* **TASK**: Take the entries below and return them unchanged.

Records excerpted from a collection

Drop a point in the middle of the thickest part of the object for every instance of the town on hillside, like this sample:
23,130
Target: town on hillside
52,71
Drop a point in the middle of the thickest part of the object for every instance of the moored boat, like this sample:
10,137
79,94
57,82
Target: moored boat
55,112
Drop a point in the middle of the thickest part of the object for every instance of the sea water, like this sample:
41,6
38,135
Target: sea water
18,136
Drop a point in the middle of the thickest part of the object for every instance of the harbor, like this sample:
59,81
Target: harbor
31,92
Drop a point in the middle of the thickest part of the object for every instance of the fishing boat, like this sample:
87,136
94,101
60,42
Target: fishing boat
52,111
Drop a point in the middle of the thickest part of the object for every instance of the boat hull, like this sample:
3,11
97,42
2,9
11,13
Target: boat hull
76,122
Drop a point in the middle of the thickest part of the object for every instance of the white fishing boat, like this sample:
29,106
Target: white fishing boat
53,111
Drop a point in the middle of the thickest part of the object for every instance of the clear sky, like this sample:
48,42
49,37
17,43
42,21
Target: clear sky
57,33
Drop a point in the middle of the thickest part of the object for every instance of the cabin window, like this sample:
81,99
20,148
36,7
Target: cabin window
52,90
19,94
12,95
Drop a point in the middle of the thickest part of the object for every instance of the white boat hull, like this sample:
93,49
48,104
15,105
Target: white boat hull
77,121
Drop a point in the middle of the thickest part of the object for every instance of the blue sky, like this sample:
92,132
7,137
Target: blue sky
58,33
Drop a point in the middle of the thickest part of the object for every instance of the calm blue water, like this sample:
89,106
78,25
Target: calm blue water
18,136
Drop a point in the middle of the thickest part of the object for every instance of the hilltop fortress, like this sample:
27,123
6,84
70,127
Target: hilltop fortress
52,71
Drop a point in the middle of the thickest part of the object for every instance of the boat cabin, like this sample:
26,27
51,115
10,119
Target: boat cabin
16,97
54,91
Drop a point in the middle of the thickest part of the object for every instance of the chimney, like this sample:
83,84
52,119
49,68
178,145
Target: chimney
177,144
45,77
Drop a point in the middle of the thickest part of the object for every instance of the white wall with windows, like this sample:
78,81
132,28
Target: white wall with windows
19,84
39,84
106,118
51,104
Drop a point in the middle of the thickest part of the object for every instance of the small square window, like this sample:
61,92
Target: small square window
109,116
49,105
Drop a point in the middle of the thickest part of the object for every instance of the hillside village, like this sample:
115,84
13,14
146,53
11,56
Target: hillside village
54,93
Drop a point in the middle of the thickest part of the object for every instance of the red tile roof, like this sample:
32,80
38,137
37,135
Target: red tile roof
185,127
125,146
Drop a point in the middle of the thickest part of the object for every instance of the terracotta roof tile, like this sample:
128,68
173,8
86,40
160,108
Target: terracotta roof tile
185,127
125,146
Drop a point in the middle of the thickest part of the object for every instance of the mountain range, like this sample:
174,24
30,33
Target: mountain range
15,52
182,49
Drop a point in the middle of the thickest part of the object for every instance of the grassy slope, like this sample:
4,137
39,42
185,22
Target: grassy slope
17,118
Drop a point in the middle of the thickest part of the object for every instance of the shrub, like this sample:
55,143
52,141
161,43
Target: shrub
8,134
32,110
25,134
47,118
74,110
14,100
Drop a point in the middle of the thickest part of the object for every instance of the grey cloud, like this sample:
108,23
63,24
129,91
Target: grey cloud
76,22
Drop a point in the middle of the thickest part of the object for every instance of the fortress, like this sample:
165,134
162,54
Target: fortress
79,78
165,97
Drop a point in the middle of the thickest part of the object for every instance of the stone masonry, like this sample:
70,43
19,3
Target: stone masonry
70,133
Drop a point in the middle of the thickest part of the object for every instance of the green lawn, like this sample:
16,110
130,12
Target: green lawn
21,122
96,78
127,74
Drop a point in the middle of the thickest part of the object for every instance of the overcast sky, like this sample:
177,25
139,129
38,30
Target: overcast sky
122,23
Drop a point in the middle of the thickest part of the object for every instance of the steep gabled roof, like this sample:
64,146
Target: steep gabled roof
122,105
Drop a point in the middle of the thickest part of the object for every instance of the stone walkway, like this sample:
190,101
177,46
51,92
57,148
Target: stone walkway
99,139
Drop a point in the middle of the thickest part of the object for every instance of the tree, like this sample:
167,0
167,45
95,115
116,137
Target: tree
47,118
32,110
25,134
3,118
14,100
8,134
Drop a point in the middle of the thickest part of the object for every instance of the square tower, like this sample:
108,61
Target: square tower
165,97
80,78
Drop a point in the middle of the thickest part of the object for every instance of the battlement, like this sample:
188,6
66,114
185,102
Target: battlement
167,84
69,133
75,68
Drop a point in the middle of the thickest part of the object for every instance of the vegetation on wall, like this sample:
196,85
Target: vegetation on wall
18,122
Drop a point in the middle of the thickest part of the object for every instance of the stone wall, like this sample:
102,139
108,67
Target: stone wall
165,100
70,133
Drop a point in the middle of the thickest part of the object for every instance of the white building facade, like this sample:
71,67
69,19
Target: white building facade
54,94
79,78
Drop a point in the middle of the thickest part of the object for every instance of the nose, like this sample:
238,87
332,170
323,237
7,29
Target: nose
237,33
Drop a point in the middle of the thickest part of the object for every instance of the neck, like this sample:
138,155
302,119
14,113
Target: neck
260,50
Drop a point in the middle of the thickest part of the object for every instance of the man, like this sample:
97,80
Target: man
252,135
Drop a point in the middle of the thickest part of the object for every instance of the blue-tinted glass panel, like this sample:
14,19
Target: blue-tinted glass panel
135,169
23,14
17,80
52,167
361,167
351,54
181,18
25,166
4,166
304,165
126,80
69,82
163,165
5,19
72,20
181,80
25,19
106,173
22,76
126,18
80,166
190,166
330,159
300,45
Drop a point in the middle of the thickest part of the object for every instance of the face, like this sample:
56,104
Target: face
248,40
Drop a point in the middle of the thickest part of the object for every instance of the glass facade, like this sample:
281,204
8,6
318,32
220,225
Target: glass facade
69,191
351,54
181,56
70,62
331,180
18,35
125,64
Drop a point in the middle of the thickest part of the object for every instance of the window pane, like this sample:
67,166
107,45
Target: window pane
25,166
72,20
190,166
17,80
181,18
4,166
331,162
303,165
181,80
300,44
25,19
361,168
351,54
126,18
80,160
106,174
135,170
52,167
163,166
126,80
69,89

* **OUTPUT FOR THIS TASK**:
Drop a point in the middle of the thickest part of the object for every instance of the town on hillside, like this sample:
23,130
Target: town on hillside
52,71
Drop a point in the middle of the thickest part of the object for every instance of the moored boat, like this sample:
10,137
79,94
57,82
Target: moored boat
55,112
Drop a point in the middle of the thickest part of the object for every instance of the sea water, like this sample:
41,6
38,135
Target: sea water
18,136
Drop a point in the middle of the thickest part of the object for every instance of the harbor, like this sample:
59,81
Target: harbor
31,92
Drop a point in the middle of the thickest part of the object for every instance of the fishing boat, like this sample:
87,136
94,101
60,42
Target: fishing boat
52,111
Drop a point in the middle of the thickest part of the object for every instance of the boat hull, like this sample:
3,11
97,42
2,9
11,13
Target: boat hull
76,122
Drop a point in the middle of the thickest part of the object for every instance of the white fishing boat, like this sample:
29,106
Target: white fishing boat
53,111
Drop a point in the middle of the thickest part of the object for every instance of the clear sky, like this sample:
48,42
49,37
17,43
42,21
Target: clear sky
57,33
Drop a point in the middle of the thickest part of the object for every instance of the cabin window, like this sample:
81,99
20,148
36,7
Target: cabin window
52,90
19,94
12,95
Drop a point in the middle of the thickest part of the object for every instance of the white boat hull, like this sample:
93,49
48,104
15,105
Target: white boat hull
77,121
Drop a point in the middle of the thickest part of the object for every instance of the blue sky, like this sample:
92,132
7,137
Target: blue sky
58,33
Drop a point in the middle of the thickest part of the object for every instance of the calm blue water, like this sample:
89,106
78,25
Target: calm blue water
18,136
Drop a point in the middle of the thickest part of the object for every instance of the hilltop fortress, like this sample:
27,123
6,84
70,127
Target: hilltop fortress
52,71
Drop a point in the middle of the thickest part of the object for every instance of the boat cabin, like this sample:
26,27
51,115
10,119
Target: boat cabin
16,97
54,91
Drop a point in the middle of the thickest part of the object for every instance of the chimney, like this sample:
83,84
52,119
49,68
178,145
Target: chimney
177,144
45,77
Drop a point in the middle of the thickest part of the object for every instance of the white wall with windows, like this sample:
78,81
132,28
Target: white wall with windows
19,84
39,84
106,118
51,104
Drop a point in the middle of the thickest part of the object for every instance of the small square window, like this sample:
61,92
Target: small square window
109,116
49,105
Drop a point in the middle of the thickest part of the object for every instance of the hillside village, like this sample:
115,84
13,14
146,53
11,56
Target: hillside village
54,93
Drop a point in the middle of the thickest part of the object for every instance of the red tile roof, like this sample:
32,80
38,137
37,135
Target: red tile roof
185,127
125,146
Drop a point in the middle of the thickest part of the object for every instance of the terracotta roof tile, like this sample:
128,68
173,8
86,40
160,108
Target: terracotta roof tile
185,127
125,146
Drop a point in the middle of the thickest part of the object for every instance of the mountain range, like this sample:
174,24
30,33
Target: mountain range
15,52
182,49
Drop a point in the middle of the thickest part of the object for every instance of the grassy slope, like this sample:
4,137
39,42
185,22
Target: grassy slope
17,118
Drop a point in the middle of the thickest part of the object for every instance of the shrub, like this sample:
55,143
52,141
161,43
Target: shrub
8,134
32,110
25,134
47,118
74,110
14,100
Drop a point in the middle of the thickest part of the object for every instance of the grey cloud, like this sample:
108,23
63,24
129,91
Target: grey cloud
76,22
Drop a point in the middle of the thickest part of the object for every instance of the fortress, like this sample:
165,134
162,54
Target: fortress
79,78
165,97
Drop a point in the middle of the thickest part of the object for every instance of the stone masonry, like this sample:
70,43
19,3
Target: stone masonry
70,133
Drop a point in the middle of the thickest part of the object for every instance of the green lawn, like this sample:
16,110
130,12
Target: green lawn
21,122
96,78
127,74
Drop a point in the middle of the thickest part of the object for every instance of the overcast sky, like this sample:
177,25
139,129
38,30
Target: overcast sky
122,23
Drop a point in the middle of the thickest part of the object for every instance of the steep gabled roof, like this sample:
64,146
Target: steep gabled roof
122,105
Drop a point in the middle of the thickest part of the object for every instance of the stone walkway, like this sample:
190,101
177,46
51,92
57,148
Target: stone walkway
99,139
Drop a point in the middle of the thickest part of the object for every instance of the tree, like this sample:
167,0
167,45
95,115
116,137
Target: tree
47,118
32,110
25,134
3,118
14,100
8,134
Drop a point in the middle of the thickest part of the object for every instance of the square tower, like this sample:
108,61
Target: square tower
165,97
80,78
Drop a point in the middle of the thickest part of the object for every instance of the battlement, like this sample:
188,6
66,114
185,102
Target: battlement
167,84
69,133
75,68
Drop a point in the middle of the thickest part of the object for every instance of the vegetation on wall, like this sample:
196,85
Target: vegetation on wall
18,122
Drop a point in the middle of the thickest part of the object for every instance of the stone wall, like this sample:
102,139
108,67
Target: stone wall
165,100
70,133
Drop a point in the middle of the thickest part of the object for every instance of the white building facade, like this sample:
71,67
69,19
Target: white building facade
54,94
79,78
Drop a point in the middle of the thickest part of the object for every instance of the nose, like this sample:
238,87
332,170
323,237
7,29
Target: nose
237,33
Drop a point in the middle of the thickest part of the object for every instance of the neck, like this sample:
138,155
302,119
14,113
Target: neck
260,50
Drop a point in the middle of the thickest part of the object for every instance of the man, like this sample:
97,80
Target: man
252,135
Drop a point in the middle of the thickest part of the object for every instance of the blue-tinted glass panel, like this sample:
14,19
Target: blue-tinted glass panel
135,169
23,14
17,80
52,167
361,167
351,54
181,18
25,166
4,166
304,165
126,80
69,82
163,165
5,19
72,20
181,80
25,19
106,173
22,76
126,18
80,166
190,166
330,159
300,45
Drop a point in the middle of the thickest part of the object for every instance of the face, like this sample:
56,104
Target: face
248,40
Drop a point in the middle of the thickest part of the object for every instance of the glass facade, like this sample:
281,204
8,6
318,32
220,225
Target: glass facade
69,191
351,54
181,56
70,62
331,180
18,35
125,64
Drop a point in the middle of the thickest part of the object for every instance of the window pane, like this sample:
67,166
107,45
Target: window pane
25,166
72,20
190,166
17,80
181,18
4,166
331,162
303,165
181,80
300,44
25,19
361,168
351,54
126,18
80,160
106,174
135,170
52,167
163,166
126,80
69,89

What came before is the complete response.